# Given request
Begin at the line that holds "Target: bare tree" and copy each line exactly until the data below ends, including that last line but no pictures.

Records:
========================

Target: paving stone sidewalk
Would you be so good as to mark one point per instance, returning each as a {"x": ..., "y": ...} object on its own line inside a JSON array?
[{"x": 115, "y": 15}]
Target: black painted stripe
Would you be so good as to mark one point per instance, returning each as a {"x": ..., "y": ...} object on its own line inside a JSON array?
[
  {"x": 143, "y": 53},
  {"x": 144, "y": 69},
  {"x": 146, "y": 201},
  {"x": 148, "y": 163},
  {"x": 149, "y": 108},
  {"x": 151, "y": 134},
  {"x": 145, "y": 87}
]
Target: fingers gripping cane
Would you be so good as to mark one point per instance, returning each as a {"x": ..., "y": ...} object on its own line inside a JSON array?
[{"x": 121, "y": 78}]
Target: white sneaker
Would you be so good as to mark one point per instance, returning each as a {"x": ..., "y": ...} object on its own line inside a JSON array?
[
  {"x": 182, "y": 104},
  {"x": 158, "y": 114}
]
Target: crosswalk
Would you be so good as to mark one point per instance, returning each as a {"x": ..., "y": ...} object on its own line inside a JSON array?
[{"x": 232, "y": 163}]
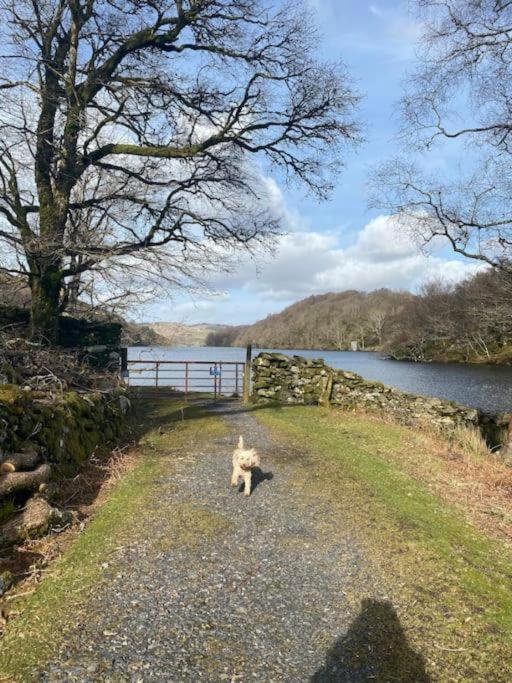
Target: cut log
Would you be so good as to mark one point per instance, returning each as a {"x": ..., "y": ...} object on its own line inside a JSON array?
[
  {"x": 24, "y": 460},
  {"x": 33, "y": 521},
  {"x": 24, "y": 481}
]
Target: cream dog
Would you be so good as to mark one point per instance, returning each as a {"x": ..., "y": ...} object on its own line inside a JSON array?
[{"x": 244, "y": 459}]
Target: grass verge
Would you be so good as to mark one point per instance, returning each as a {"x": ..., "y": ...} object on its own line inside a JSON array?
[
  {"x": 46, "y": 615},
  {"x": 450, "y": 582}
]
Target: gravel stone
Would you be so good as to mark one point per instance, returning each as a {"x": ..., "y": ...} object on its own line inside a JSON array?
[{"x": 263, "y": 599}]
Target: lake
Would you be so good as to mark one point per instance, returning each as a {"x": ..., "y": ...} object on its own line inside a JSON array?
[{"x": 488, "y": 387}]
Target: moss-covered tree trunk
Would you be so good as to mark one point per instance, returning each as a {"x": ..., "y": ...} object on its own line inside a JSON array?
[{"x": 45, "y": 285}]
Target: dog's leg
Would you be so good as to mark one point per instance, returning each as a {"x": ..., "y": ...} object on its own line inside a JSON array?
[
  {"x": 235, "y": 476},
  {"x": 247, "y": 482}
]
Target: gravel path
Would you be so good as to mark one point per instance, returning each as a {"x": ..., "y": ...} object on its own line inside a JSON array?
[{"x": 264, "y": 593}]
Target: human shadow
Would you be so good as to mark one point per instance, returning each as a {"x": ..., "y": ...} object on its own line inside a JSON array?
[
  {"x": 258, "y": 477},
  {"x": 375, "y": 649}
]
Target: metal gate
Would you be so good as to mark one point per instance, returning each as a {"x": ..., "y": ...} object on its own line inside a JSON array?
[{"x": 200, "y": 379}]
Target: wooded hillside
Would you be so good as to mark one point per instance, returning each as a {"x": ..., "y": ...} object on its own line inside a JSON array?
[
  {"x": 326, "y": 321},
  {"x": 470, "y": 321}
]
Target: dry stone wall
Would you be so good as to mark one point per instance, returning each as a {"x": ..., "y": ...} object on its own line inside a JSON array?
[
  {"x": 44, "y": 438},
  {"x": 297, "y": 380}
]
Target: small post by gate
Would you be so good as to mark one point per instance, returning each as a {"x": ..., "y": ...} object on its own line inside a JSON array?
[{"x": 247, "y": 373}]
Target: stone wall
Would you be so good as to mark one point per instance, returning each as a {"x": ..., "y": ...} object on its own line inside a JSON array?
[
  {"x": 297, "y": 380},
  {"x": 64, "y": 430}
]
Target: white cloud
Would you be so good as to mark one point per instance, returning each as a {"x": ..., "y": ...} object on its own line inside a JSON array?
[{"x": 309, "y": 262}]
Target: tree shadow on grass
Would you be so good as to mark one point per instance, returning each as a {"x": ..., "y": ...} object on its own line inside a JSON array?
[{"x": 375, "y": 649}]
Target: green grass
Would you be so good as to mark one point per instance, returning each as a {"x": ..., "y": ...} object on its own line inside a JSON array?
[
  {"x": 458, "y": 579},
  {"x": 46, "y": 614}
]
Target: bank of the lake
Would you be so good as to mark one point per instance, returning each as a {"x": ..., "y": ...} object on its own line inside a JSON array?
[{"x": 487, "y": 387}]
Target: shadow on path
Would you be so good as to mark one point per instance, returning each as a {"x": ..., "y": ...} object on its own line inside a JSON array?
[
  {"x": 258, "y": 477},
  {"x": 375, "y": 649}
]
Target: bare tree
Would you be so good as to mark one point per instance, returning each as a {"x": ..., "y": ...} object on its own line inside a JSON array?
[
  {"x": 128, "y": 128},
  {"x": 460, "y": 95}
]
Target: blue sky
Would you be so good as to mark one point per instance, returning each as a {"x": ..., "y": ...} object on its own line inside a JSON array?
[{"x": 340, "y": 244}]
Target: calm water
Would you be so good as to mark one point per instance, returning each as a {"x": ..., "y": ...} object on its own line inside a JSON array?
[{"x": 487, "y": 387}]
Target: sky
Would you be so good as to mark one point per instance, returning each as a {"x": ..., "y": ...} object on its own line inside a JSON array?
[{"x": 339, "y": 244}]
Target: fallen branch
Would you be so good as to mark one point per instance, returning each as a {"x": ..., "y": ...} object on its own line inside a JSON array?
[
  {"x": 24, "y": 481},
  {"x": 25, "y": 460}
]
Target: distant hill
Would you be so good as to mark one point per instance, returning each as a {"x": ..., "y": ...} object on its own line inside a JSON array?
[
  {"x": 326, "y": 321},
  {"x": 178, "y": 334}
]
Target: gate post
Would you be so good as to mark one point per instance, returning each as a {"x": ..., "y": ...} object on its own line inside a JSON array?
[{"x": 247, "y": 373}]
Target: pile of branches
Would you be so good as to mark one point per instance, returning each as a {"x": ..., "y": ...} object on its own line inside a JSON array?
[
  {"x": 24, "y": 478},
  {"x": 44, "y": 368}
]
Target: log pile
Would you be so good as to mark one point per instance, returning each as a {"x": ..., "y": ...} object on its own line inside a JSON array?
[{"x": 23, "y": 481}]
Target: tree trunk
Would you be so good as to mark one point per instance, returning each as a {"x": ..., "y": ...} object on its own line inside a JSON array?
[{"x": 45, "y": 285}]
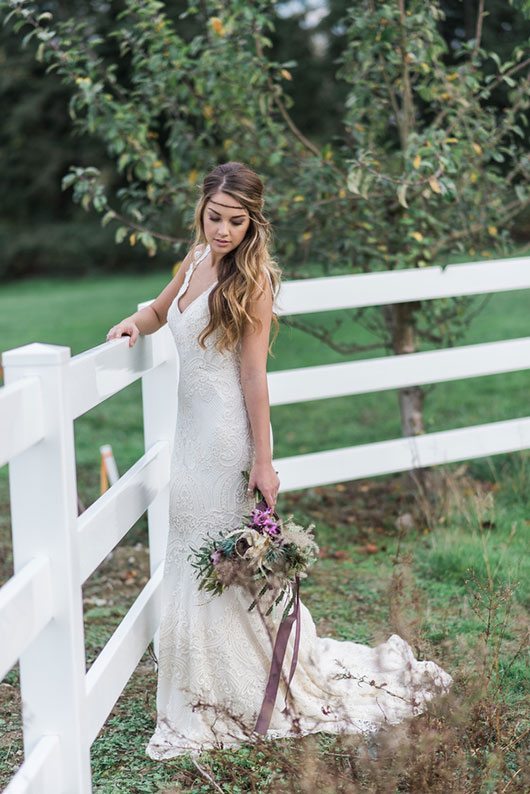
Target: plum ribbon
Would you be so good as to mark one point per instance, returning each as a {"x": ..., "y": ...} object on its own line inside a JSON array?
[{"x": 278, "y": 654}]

========================

# Reply
Target: bare tree
Would you be so good as to mark one point per instance, returning each as a {"x": ..., "y": ...} object on its own line inside a JSON array?
[
  {"x": 128, "y": 128},
  {"x": 460, "y": 95}
]
Target: blue sky
Would you be so good as to mark one point per instance, returning each as a {"x": ..., "y": ...} object on its own line inside a JSON array?
[{"x": 340, "y": 244}]
Target: calm water
Would you be so good as to mark one point per instance, returning each as a {"x": ..., "y": ...} object on its own line inside a JSON array?
[{"x": 487, "y": 387}]
Target: sky
Would you be so good as to mark one point per instance, returning each as a {"x": ..., "y": ...} object on its own line inside a JSON array?
[{"x": 339, "y": 244}]
Target: fallen branch
Would you be so good as to mark one point per instance, returning each as a {"x": ..., "y": ...} object on its own line inside a JSON array?
[
  {"x": 24, "y": 481},
  {"x": 25, "y": 460}
]
Target: distant hill
Would you be so good as to mark one point per instance, returning each as a {"x": ..., "y": ...} object on its own line inside a JSON array?
[
  {"x": 326, "y": 321},
  {"x": 178, "y": 334}
]
Target: gate post
Would you be so good as to mark one point per instance, returning each as a {"x": ..., "y": ...} object on its own line inside a JSON array?
[{"x": 247, "y": 373}]
Target: pile of branches
Would you be so good as to mark one point per instance, returning each as a {"x": ..., "y": ...} object on its own line inside a JSON array?
[
  {"x": 24, "y": 478},
  {"x": 44, "y": 368}
]
Target: log pile
Would you be so good as to mark one point per instance, returning each as a {"x": ..., "y": ...} object on its own line inside a JSON array?
[{"x": 23, "y": 481}]
Target: tree trunk
Would you be so good as to mark one point per instance, returning each as a {"x": ..., "y": ...} object on its own line inside a JSON array?
[{"x": 45, "y": 285}]
Target: plum ribbon
Would you be so good as to mark one point per instance, returning each as a {"x": ..., "y": ...} object on its own line inside a JSON array?
[{"x": 278, "y": 654}]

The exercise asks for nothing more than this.